> _TEXTE SOURCE_
-*-*-
17 novembre 2016

Trajectoires

Pas de posts ces dernières semaines ? Rien qui m'ait marquée ? En fait si. L'extraordinaire diversité et le courage des humains que mon métier me donne la chance de rencontrer, parfois brièvement, parfois au contraire dans un accompagnement au long cours. Le privilège de la confiance qu'ils m'accordent. L'émotion devant leurs tâtonnements, leurs questions, leurs avancées. Instantanés :

- cette femme qui a perdu il y a deux mois sa compagne d'un cancer, après dix-neuf ans d'amour - et leur incroyable parti-pris d'être dans la vie jusqu'au bout, de se réjouir de chaque possibilité restante, même réduite - conquise sur une fin pourtant inéluctable

- cette migrante mauricienne, qui a changé deux fois déjà de pays, de langue, perdu ses deux parents sans pouvoir revenir chez elle, sans papiers, qui porte à bout de bras un mariage dysfonctionnel, un mari hospitalisé et un enfant à la santé fragile, et qui me dit, je consulte parce que je me sens un peu fatiguée...
-*-*-
> _DONNÉES FOURNIES_

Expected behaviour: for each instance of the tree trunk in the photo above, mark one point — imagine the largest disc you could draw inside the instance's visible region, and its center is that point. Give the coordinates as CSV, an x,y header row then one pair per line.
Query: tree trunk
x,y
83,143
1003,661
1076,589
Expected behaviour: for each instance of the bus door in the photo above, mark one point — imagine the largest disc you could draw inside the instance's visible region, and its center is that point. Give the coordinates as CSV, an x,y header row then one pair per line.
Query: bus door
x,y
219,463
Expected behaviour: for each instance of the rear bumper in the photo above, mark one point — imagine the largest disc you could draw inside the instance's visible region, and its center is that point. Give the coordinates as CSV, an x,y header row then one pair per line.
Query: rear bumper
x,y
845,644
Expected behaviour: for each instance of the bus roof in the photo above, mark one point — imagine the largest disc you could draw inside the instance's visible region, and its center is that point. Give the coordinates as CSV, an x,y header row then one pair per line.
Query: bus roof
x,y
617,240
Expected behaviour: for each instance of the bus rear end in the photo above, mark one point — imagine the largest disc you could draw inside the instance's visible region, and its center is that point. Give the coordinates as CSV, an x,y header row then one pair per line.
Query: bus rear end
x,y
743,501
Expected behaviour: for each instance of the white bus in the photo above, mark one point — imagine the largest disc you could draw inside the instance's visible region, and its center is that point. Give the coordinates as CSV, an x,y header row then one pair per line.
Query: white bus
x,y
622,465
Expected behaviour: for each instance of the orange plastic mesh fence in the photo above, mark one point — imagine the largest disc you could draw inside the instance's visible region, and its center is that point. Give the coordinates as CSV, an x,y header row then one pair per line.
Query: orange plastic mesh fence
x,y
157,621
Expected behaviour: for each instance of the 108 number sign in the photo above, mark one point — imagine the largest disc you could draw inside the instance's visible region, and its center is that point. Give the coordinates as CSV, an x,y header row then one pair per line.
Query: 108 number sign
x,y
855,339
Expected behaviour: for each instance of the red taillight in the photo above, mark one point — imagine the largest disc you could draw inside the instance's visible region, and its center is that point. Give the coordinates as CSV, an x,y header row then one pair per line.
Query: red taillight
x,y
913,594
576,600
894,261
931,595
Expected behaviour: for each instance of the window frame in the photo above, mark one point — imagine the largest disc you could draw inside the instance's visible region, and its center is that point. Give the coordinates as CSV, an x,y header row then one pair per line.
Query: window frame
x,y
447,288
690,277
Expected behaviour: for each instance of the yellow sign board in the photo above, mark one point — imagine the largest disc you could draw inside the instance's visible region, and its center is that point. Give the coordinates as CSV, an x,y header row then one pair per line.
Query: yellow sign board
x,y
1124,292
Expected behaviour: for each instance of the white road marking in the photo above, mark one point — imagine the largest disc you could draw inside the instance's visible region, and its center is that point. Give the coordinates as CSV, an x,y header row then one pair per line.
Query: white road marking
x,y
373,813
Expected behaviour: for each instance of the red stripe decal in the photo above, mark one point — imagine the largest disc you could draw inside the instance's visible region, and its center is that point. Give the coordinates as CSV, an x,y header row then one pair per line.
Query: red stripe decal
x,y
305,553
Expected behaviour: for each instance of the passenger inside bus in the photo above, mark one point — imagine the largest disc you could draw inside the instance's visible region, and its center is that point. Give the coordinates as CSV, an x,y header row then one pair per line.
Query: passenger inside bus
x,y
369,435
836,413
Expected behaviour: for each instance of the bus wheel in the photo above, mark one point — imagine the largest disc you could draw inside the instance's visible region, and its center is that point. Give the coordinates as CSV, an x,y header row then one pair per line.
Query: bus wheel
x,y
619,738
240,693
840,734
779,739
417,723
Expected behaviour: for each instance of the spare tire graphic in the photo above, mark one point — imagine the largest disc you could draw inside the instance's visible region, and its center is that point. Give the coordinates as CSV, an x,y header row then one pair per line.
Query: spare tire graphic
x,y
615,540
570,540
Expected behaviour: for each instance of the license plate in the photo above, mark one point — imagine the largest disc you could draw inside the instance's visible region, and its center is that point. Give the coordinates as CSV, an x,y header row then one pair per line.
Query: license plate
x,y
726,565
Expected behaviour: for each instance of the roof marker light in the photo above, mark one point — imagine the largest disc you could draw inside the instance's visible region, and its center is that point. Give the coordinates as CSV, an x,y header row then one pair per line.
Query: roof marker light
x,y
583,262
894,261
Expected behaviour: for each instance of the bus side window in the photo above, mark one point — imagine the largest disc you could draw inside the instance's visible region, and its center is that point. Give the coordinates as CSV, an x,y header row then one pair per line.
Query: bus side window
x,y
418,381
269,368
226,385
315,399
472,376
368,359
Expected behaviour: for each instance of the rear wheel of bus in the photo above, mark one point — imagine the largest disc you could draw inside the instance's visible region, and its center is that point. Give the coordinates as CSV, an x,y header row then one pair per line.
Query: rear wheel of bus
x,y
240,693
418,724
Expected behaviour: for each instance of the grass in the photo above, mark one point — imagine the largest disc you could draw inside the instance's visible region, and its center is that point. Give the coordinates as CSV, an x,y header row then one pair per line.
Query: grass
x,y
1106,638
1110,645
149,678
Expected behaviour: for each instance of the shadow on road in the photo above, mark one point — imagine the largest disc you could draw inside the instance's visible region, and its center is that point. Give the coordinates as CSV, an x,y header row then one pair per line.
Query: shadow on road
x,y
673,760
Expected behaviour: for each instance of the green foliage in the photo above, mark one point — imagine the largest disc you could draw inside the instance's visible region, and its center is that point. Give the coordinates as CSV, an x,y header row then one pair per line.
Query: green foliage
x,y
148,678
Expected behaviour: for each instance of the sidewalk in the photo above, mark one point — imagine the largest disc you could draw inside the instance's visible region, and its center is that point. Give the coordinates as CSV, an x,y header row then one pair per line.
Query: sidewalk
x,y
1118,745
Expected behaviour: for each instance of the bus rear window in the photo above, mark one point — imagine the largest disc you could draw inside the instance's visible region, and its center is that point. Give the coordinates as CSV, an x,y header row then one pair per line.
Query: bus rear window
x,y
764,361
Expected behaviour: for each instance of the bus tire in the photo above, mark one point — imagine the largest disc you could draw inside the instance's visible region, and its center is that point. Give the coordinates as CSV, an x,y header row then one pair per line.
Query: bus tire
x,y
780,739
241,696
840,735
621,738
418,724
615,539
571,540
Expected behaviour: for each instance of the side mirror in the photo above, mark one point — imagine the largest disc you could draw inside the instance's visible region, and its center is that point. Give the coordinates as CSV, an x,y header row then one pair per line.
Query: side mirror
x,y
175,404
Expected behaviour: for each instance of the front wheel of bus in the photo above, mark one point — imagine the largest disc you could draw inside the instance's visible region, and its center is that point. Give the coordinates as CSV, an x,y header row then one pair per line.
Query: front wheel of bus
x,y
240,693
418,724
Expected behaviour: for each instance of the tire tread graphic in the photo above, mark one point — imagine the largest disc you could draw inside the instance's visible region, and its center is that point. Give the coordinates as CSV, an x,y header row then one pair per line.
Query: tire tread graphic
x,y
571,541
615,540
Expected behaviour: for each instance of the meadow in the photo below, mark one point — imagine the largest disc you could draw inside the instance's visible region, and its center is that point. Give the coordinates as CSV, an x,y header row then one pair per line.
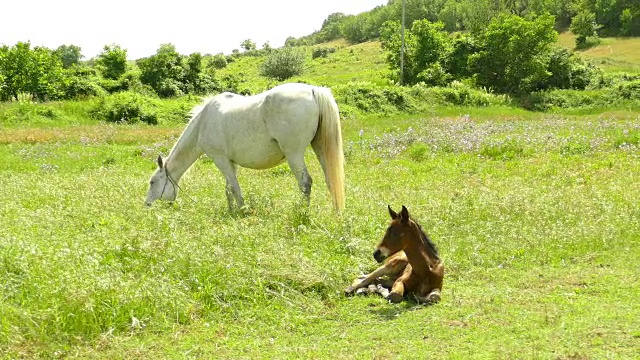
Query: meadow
x,y
536,216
-*-*-
> _DÉTAIL DE LA TÂCHE_
Dans le billet, énumérez tout ce que cite la phrase qui commence par « L'émotion devant ». Les items ne servent à rien ici.

> _RÉPONSE_
- leurs tâtonnements
- leurs questions
- leurs avancées